* **Written request**
Rewrite every line of the data below with "green wheelie bin" swapped for "green trash can", leaving everything else unchanged.

* **Information given**
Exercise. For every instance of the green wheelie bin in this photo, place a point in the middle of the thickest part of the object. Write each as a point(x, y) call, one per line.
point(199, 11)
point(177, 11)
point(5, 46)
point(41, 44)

* **Final answer**
Exercise. For every instance of the green trash can in this photo, place a point in the middle of the thickest part of the object. Write each as a point(x, y) call, one per line.
point(199, 11)
point(177, 11)
point(5, 46)
point(41, 44)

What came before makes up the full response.